TASK DIRECTIONS: Copy the text on Chôros No. 13 word for word, from start to finish.

PAGE EXTRACT:
☆ ☆ ☆ ☆ ☆ ☆ ☆

Chôros No. 13 is a work for two orchestras and band, written in 1929 by the Brazilian composer Heitor Villa-Lobos. It is part of a series of fourteen numbered compositions collectively titled Chôros, ranging from solos for guitar and for piano up to works scored for soloist or chorus with orchestra or multiple orchestras, and in duration up to over an hour. Chôros No. 13 is one of the longer compositions in the series, but has never been performed, because the full score is lost.

==History==
According to the official catalog of the Museu Villa-Lobos, Chôros No. 13 was composed in 1929; however, the full score cannot now be located. When Villa-Lobos travelled home to Brazil in June 1930 to fulfill some conducting engagements, it was his intention to return to Paris in a few months' time. However, when the Revolution of 1930 brought Getúlio Vargas to power, it became impossible for a time to travel or make payments abroad. As a result, Villa-Lobos was unable to pay the rent on his Paris apartment and he was evicted in absentia.

A number of works of art and many manuscripts left behind were never recovered, amongst which are believed to have been the scores of Chôros No. 13 and No. 14. The first page of a piano reduction of Chôros No. 13, however, is held by the Villa-Lobos Museum, and the composer published a substantial verbal description of the entire work. Another, unpublished document containing musical examples from both Chôros No. 13 and Chôros No. 14 exists and, while Adhemar Nóbrega accepts this as evidence that this composition, as well as Chôros No. 14, were completed, Lisa Peppercorn doubts that either ever actually existed.

==Analysis==
From the surviving short-score fragment it can be determined that Villa-Lobos conceived the work contrapuntally. The composer describes the work as "absolutely atonal … with tendencies to classicism". The work falls into four broad sections, plus a coda. The opening section constitutes a freely canonic exposition, primarily in the second, B orchestra. As this following development reaches a climax in preparation for a stretto, the band abruptly enters and transforms the character of the composition. In this second, bustling and colourful section, orchestra A deals primarily with the treble, and orchestra B with the bass, while the band occupies the middle region and prepares for its eventual dominant position amongst the three ensembles.

A third section ensues, introducing a new atmosphere of percussive sounds, including many characteristic Brazilian instruments: the camisão (a single-headed frame drum), caxambu (a double-headed barrel drum), tartaruga (a sea-turtle shell), tambu and tambi (low and high stamping tubes, also used at the outset of Chôros No. 6), and pio (a ”cheeper”). The sound of the battery gradually diminishes to link to a fourth section having the function of a recapitulation, ending with a series of stretti. The work is rounded off with a final coda, ending in a surprising pianissimo given to the string sections of the two orchestras.

☆ ☆ ☆ ☆ ☆ ☆ ☆

(Region-pointing data)

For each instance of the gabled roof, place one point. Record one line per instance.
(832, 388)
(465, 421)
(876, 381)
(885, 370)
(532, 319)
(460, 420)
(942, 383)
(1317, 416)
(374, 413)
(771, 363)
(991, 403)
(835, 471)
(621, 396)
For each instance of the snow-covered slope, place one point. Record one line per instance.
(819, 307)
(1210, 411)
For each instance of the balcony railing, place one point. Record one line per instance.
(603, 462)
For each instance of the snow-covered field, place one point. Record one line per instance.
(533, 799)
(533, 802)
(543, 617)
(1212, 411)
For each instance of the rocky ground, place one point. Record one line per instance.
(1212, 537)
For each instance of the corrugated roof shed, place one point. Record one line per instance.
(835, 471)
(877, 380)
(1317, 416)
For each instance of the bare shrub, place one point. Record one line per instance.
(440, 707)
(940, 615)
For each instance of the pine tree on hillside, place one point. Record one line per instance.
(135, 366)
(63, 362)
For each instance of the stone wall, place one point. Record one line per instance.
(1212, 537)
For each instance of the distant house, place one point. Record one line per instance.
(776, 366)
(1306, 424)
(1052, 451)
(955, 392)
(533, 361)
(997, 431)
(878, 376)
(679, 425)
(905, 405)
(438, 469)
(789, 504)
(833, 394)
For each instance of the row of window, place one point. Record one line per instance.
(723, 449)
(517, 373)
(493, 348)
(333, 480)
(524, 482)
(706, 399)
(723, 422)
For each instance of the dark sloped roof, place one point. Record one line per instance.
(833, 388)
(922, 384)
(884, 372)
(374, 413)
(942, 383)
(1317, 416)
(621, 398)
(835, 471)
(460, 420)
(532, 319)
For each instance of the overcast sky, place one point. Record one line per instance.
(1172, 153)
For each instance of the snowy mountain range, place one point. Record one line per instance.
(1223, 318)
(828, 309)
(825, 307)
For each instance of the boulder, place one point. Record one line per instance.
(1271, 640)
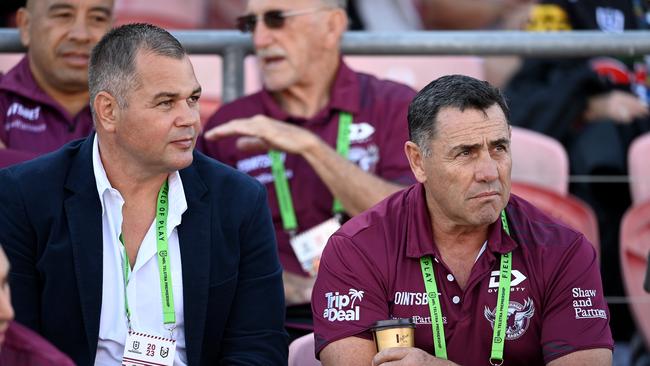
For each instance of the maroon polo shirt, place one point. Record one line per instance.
(378, 133)
(30, 120)
(25, 348)
(370, 271)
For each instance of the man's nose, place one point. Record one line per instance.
(486, 168)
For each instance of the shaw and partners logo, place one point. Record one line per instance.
(342, 307)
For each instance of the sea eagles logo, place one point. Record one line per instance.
(521, 315)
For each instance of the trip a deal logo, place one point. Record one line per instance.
(343, 307)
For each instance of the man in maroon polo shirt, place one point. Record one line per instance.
(446, 251)
(309, 96)
(44, 98)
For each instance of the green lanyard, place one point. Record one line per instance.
(287, 212)
(164, 271)
(503, 300)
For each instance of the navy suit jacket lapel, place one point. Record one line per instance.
(194, 241)
(83, 211)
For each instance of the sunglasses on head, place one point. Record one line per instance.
(273, 19)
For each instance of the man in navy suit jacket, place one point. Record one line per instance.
(77, 225)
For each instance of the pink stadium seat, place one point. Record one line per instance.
(417, 71)
(634, 249)
(566, 208)
(9, 60)
(169, 14)
(301, 352)
(639, 169)
(539, 160)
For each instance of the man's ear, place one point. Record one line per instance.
(23, 22)
(106, 111)
(416, 160)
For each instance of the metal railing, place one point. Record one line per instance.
(234, 46)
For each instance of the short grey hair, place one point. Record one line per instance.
(455, 91)
(343, 4)
(112, 62)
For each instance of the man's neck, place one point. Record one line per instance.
(308, 97)
(131, 181)
(72, 102)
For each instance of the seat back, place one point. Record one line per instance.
(301, 352)
(639, 169)
(566, 208)
(634, 249)
(416, 71)
(539, 160)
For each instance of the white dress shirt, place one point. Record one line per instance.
(144, 282)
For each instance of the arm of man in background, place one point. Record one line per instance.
(357, 190)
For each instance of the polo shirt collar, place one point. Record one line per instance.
(420, 236)
(345, 95)
(20, 80)
(177, 205)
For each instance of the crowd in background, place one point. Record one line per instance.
(584, 104)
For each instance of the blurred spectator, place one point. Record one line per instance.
(8, 12)
(410, 15)
(222, 13)
(309, 92)
(44, 98)
(595, 107)
(394, 15)
(18, 344)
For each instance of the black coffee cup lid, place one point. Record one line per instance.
(394, 323)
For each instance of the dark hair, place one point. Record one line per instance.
(456, 91)
(112, 61)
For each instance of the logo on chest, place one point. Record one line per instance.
(518, 318)
(516, 279)
(341, 307)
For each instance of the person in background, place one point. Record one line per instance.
(486, 277)
(325, 140)
(44, 98)
(20, 345)
(595, 107)
(137, 249)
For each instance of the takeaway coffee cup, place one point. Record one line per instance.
(393, 333)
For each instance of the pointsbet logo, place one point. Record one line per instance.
(343, 307)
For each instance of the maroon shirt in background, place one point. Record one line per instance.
(30, 120)
(25, 348)
(379, 131)
(370, 271)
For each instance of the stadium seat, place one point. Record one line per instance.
(634, 249)
(639, 169)
(9, 60)
(417, 71)
(301, 352)
(539, 160)
(168, 14)
(566, 208)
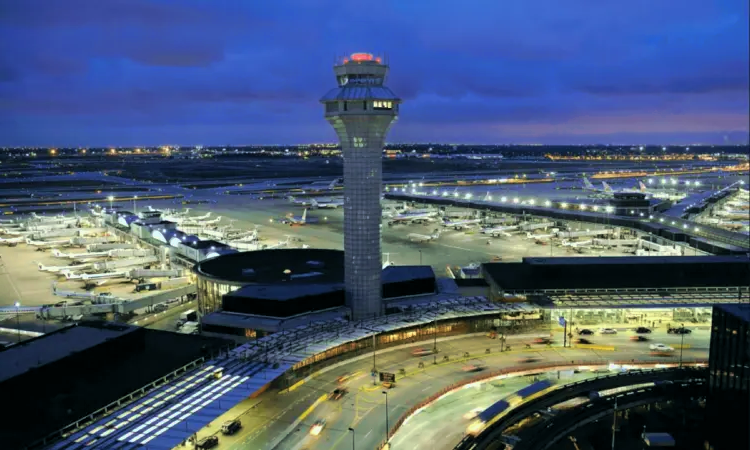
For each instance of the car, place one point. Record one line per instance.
(231, 426)
(529, 359)
(421, 352)
(344, 377)
(680, 330)
(661, 348)
(337, 393)
(208, 442)
(473, 413)
(317, 427)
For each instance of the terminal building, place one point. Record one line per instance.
(252, 293)
(57, 381)
(728, 402)
(643, 290)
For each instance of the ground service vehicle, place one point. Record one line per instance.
(317, 427)
(496, 411)
(207, 442)
(231, 426)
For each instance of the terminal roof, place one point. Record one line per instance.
(281, 292)
(742, 311)
(398, 274)
(51, 347)
(540, 274)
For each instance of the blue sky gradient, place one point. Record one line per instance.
(153, 72)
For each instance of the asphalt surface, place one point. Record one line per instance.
(266, 418)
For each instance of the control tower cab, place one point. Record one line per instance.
(361, 110)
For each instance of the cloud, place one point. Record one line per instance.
(479, 69)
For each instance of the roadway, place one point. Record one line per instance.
(269, 416)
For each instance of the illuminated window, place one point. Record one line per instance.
(379, 104)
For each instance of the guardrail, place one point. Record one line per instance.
(509, 370)
(583, 387)
(534, 439)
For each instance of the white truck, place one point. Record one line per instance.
(189, 328)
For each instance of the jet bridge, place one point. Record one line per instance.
(108, 303)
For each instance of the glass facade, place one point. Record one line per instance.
(210, 293)
(728, 402)
(646, 317)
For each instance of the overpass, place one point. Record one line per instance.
(545, 434)
(496, 432)
(673, 228)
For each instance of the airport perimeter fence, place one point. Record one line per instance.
(485, 376)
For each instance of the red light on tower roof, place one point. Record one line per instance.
(361, 57)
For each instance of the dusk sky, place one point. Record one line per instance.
(215, 72)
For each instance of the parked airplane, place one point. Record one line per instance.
(80, 256)
(57, 218)
(461, 224)
(202, 222)
(58, 269)
(297, 201)
(321, 186)
(48, 244)
(14, 240)
(566, 243)
(295, 220)
(415, 237)
(332, 204)
(496, 231)
(413, 217)
(539, 236)
(96, 276)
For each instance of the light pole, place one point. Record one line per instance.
(18, 321)
(387, 428)
(682, 341)
(434, 342)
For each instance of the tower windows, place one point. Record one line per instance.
(379, 104)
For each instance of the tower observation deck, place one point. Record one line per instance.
(361, 110)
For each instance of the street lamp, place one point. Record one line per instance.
(387, 428)
(682, 341)
(18, 321)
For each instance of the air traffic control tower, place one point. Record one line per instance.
(361, 110)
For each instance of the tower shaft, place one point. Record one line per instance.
(361, 110)
(362, 139)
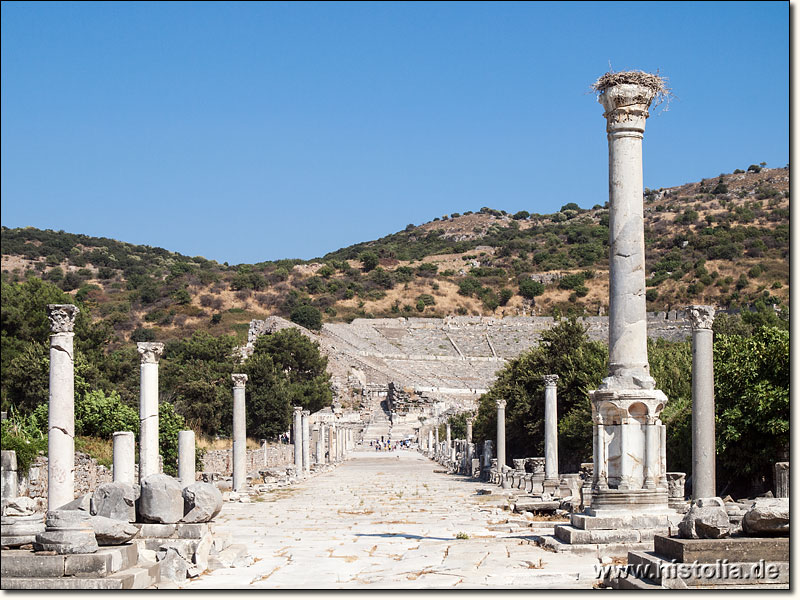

☆ ☆ ☆ ☆ ☆ ☆ ☆

RESPONSE AREA:
Chôros No. 13 is a work for two orchestras and band, written in 1929 by the Brazilian composer Heitor Villa-Lobos. It is part of a series of fourteen numbered compositions collectively titled Chôros, ranging from solos for guitar and for piano up to works scored for soloist or chorus with orchestra or multiple orchestras, and in duration up to over an hour. Chôros No. 13 is one of the longer compositions in the series, but has never been performed, because the full score is lost.

==History==
According to the official catalog of the Museu Villa-Lobos, Chôros No. 13 was composed in 1929; however, the full score cannot now be located. When Villa-Lobos travelled home to Brazil in June 1930 to fulfill some conducting engagements, it was his intention to return to Paris in a few months' time. However, when the Revolution of 1930 brought Getúlio Vargas to power, it became impossible for a time to travel or make payments abroad. As a result, Villa-Lobos was unable to pay the rent on his Paris apartment and he was evicted in absentia.

A number of works of art and many manuscripts left behind were never recovered, amongst which are believed to have been the scores of Chôros No. 13 and No. 14. The first page of a piano reduction of Chôros No. 13, however, is held by the Villa-Lobos Museum, and the composer published a substantial verbal description of the entire work. Another, unpublished document containing musical examples from both Chôros No. 13 and Chôros No. 14 exists and, while Adhemar Nóbrega accepts this as evidence that this composition, as well as Chôros No. 14, were completed, Lisa Peppercorn doubts that either ever actually existed.

==Analysis==
From the surviving short-score fragment it can be determined that Villa-Lobos conceived the work contrapuntally. The composer describes the work as "absolutely atonal … with tendencies to classicism". The work falls into four broad sections, plus a coda. The opening section constitutes a freely canonic exposition, primarily in the second, B orchestra. As this following development reaches a climax in preparation for a stretto, the band abruptly enters and transforms the character of the composition. In this second, bustling and colourful section, orchestra A deals primarily with the treble, and orchestra B with the bass, while the band occupies the middle region and prepares for its eventual dominant position amongst the three ensembles.

A third section ensues, introducing a new atmosphere of percussive sounds, including many characteristic Brazilian instruments: the camisão (a single-headed frame drum), caxambu (a double-headed barrel drum), tartaruga (a sea-turtle shell), tambu and tambi (low and high stamping tubes, also used at the outset of Chôros No. 6), and pio (a ”cheeper”). The sound of the battery gradually diminishes to link to a fourth section having the function of a recapitulation, ending with a series of stretti. The work is rounded off with a final coda, ending in a surprising pianissimo given to the string sections of the two orchestras.